Rescale the rows below, starting with the line that contains "Can you find the curly" and going on through the end of the rows, both ends included. Repeat those lines with their requests, but multiply every coordinate in the answers by 2 and round to whole numbers, with halves rounded up.

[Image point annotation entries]
—————
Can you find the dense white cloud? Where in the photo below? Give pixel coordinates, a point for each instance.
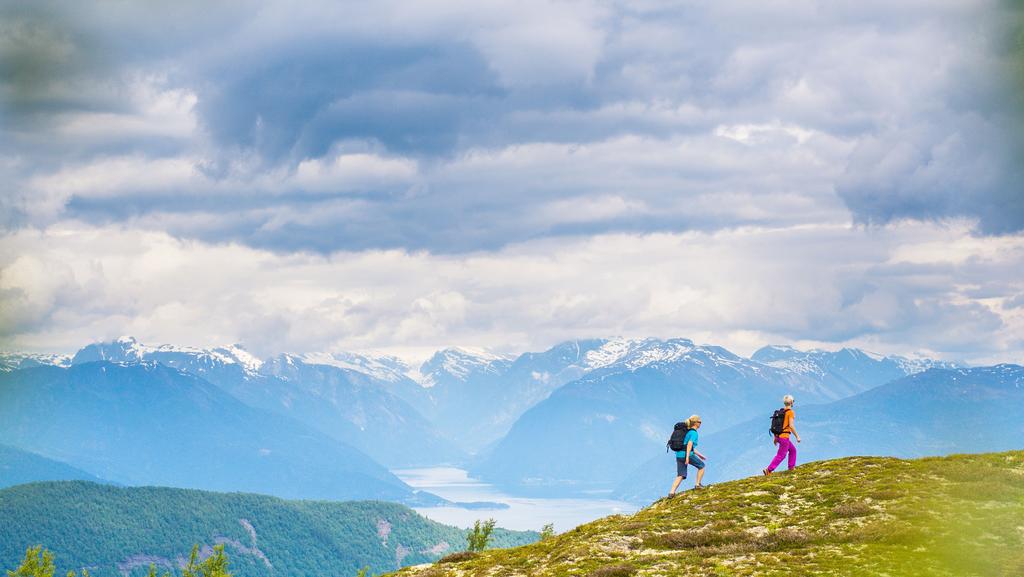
(412, 174)
(893, 290)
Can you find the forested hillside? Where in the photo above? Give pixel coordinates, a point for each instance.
(114, 531)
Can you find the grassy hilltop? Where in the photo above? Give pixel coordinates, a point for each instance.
(956, 517)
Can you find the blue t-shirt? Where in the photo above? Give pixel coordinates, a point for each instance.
(691, 435)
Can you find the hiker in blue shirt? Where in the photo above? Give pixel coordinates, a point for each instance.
(689, 455)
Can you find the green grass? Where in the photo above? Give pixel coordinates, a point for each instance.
(961, 516)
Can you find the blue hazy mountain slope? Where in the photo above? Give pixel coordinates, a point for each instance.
(475, 398)
(592, 431)
(937, 412)
(120, 531)
(145, 423)
(17, 466)
(351, 405)
(847, 371)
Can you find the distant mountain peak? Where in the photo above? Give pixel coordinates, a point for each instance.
(129, 349)
(389, 369)
(15, 361)
(461, 362)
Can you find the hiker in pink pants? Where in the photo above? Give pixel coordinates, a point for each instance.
(785, 447)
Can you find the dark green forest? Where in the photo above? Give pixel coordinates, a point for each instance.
(115, 531)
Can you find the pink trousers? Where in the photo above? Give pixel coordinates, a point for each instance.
(785, 447)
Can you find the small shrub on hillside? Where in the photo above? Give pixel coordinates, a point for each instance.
(620, 570)
(784, 538)
(457, 557)
(480, 535)
(694, 538)
(849, 510)
(38, 563)
(886, 495)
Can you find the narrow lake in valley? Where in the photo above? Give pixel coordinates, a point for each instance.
(522, 512)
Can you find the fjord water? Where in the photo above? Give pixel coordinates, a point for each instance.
(522, 512)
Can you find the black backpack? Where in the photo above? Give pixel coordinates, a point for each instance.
(777, 419)
(678, 435)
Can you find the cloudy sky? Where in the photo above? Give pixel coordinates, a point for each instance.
(401, 176)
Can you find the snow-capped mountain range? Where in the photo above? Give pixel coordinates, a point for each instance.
(467, 363)
(464, 402)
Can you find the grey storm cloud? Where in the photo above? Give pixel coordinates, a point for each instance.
(459, 126)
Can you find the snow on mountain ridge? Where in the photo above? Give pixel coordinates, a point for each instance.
(461, 362)
(389, 369)
(15, 361)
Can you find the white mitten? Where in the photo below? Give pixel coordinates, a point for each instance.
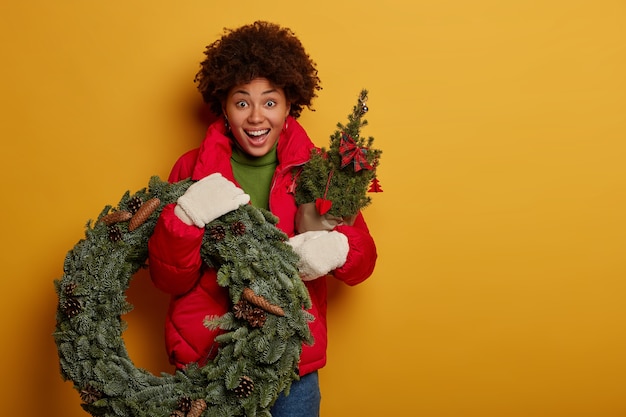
(320, 252)
(208, 199)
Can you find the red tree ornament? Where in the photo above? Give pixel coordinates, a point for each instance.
(375, 186)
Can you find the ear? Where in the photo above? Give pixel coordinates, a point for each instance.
(288, 109)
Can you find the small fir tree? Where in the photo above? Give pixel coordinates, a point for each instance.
(337, 179)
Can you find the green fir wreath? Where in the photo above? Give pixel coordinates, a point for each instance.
(262, 335)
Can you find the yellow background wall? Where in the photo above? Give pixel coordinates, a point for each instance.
(501, 281)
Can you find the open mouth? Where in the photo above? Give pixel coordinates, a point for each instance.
(257, 135)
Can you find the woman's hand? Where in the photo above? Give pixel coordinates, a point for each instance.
(208, 199)
(320, 252)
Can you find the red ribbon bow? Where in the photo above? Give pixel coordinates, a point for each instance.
(350, 152)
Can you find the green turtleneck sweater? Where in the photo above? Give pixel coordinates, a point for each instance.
(254, 174)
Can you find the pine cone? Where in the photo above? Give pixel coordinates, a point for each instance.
(239, 228)
(217, 232)
(256, 317)
(242, 309)
(134, 204)
(143, 213)
(90, 395)
(72, 307)
(245, 388)
(115, 234)
(70, 288)
(197, 407)
(184, 404)
(260, 301)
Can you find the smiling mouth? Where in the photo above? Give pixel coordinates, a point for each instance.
(257, 135)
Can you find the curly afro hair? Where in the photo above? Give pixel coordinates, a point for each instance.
(258, 50)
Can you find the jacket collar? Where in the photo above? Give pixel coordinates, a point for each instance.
(294, 148)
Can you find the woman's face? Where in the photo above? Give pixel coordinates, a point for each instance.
(256, 114)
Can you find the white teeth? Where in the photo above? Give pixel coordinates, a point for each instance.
(257, 132)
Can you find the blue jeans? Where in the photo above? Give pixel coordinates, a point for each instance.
(303, 399)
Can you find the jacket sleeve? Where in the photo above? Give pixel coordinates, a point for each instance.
(362, 255)
(174, 253)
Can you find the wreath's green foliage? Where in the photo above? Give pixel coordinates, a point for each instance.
—————
> [Final result]
Can you find the curly afro hair? Where in the photo above? Give pixel coordinates, a point for each instance.
(516, 100)
Can you find the jacket collar? Where in the photo above? Give pixel coordinates, a point for each instance.
(588, 296)
Can you find the woman's face? Where in the photo above? Give pixel coordinates, a point for each instance.
(512, 228)
Can you find the white teeth? Where in the photo above? Give pixel coordinates, a point for each instance.
(514, 264)
Can you find the blue jeans? Where in the photo above? Give pixel coordinates, a point for each instance.
(606, 798)
Can you find the jacket sleeve? Where in the photo above? Give pixel coordinates, a point for each instance.
(724, 510)
(348, 506)
Can you find the wreath's green foliage? Where in the photo above? Give pixel coordinates, a point for each instance.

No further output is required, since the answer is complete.